> _DOCUMENTO DE ORIGEN_:
· · · · · · ·

Publicado en: El Nacional
¿Cómo no serlo en el contexto venezolano? ¿Cómo no despreciar a ese grupo de personas que arrodillan a un país entero por no soltar el poder? ¿Cómo no sentir dolor y tender a culpar a quienes eligieron ese proyecto que me separó de mi familia? ¿Cómo no querer que “paguen” por lo que hicieron? ¿Cómo no desear una “salida como sea”? Todas esas preguntas me las he hecho desde que el chavismo asumió la Presidencia en 1999. A lo largo de los últimos casi 22 años he marchado, he organizado protestas, he dedicado mi carrera al estudio de la política venezolana anhelando una transición. Sin embargo, en este largo proceso ha ocurrido algo inimaginable para mi: mientras el régimen más se autocratiza(ba), yo me he desprendido del radicalismo opositor, algo que no me esperaba.
Las teorías que explican patrones de voto resaltan, por ejemplo, que el contexto social en el que las personas se desenvuelven puede forjar sus preferencias políticas. Así fue el caso de innumerables familias adecas o copeyanas en las cuales los hijos votaban tal como sus padres o su entorno. En mi caso, mi ADN antichavista fue marcado por mi entorno desde un principio, pues vengo de una familia opositora. Esa “identidad antichavista” se fue fortaleciendo con el tiempo y tuvo quizás un primer hito en 2002, cuando mi padre fue despedido de Pdvsa. Vivir en carne propia las consecuencias del desmantelamiento democrático y la persecución de aquellos que disienten claro que afecta. Así sucesivamente ha ocurrido una serie de eventos antidemocráticos que fueron alimentando mi perfil antichavista y contribuyeron a mi “radicalización” -esa idea de que “deben salir ya y como sea”-. La persecución de muchos amigos, el desplazamiento forzoso de millones de personas venezolanas, la desnutrición -en particular en los niños- por el saqueo y la corrupción, y el tener que despedirme de mis abuelos una y otra vez, me ha llenado de un dolor indescriptible a lo largo del tiempo.
Ese dolor, aunque legítimo y comprensible, me cegó. Durante muchos años viví en una burbuja opositora que no me permitió entender a la otra mitad del país que por mucho tiempo creyó en el proyecto chavista. No pude comprender la pasión por un liderazgo populista y autoritario como el de Chávez, ni tampoco las posturas de los famosos “Ni-Ni”. Viví la versión opositora de la crisis sin cuestionar al liderazgo. De hecho, durante largo tiempo no critiqué a la oposición “porque está en el terreno y le está echando pichón” y creí que “quien critica a la oposición le hace el juego a Maduro”. En una que otra ocasión hasta pude haber creído en alguna teoría de conspiración al estilo “los que critican reciben dinero”. Romper con la polarización, o al menos intentarlo, es muy difícil pues no es “bien visto”. Los propios círculos familiares, de amigos o la opinión pública, lo hacen muy difícil. Al parecer existe una especie de militancia opositora de la cual no te puedes desprender sin que te tilden de “vendida” o comiencen a dudar de tu “identidad anti-chavista”. Se ha impuesto una tendencia de tener que “probar lealtades” y ratificar la identidad opositora una y otra vez antes de hacer alguna observación sobre cómo actúa nuestro liderazgo, algo absurdo por decir lo menos. Ese patrón es como una camisa de fuerza que no nos permite aceptar el pluralismo y actuar de manera democrática en nuestro propio seno.

· · · · · · ·

> _INFORMACIÓN MOSTRADA_:

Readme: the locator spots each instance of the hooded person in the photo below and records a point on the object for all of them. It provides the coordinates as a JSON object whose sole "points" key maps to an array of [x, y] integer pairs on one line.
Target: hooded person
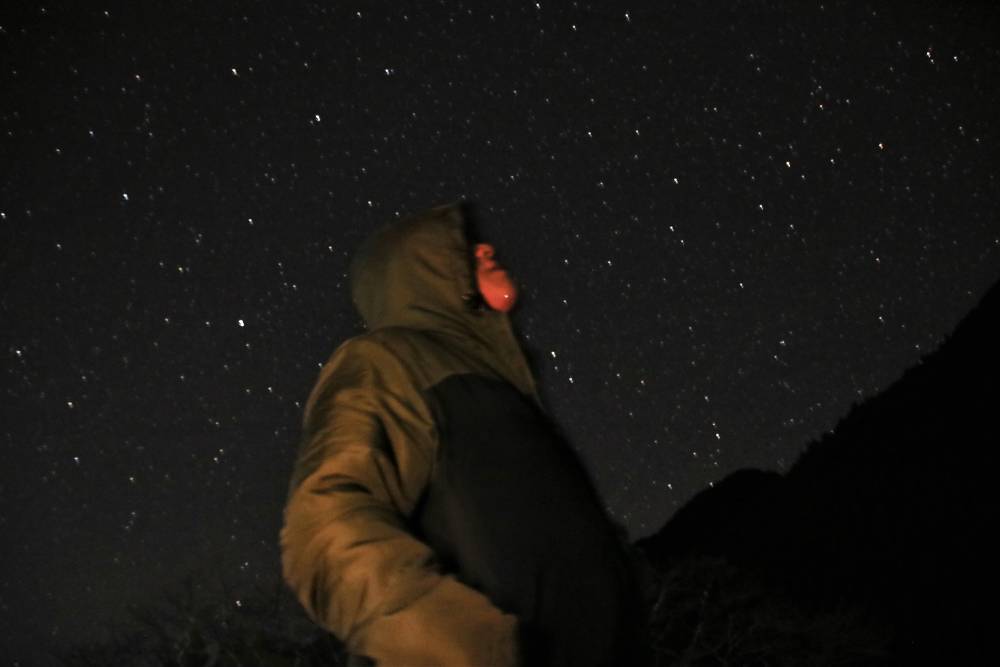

· · · · · · ·

> _LO QUE SE PIDE_: Según el texto sobre la polarización en Venezuela, ¿en qué año despidieron de Pdvsa al padre de quien lo escribe? Para responder, utiliza únicamente el texto.

> _RESULTADO OBTENIDO_: En 2002.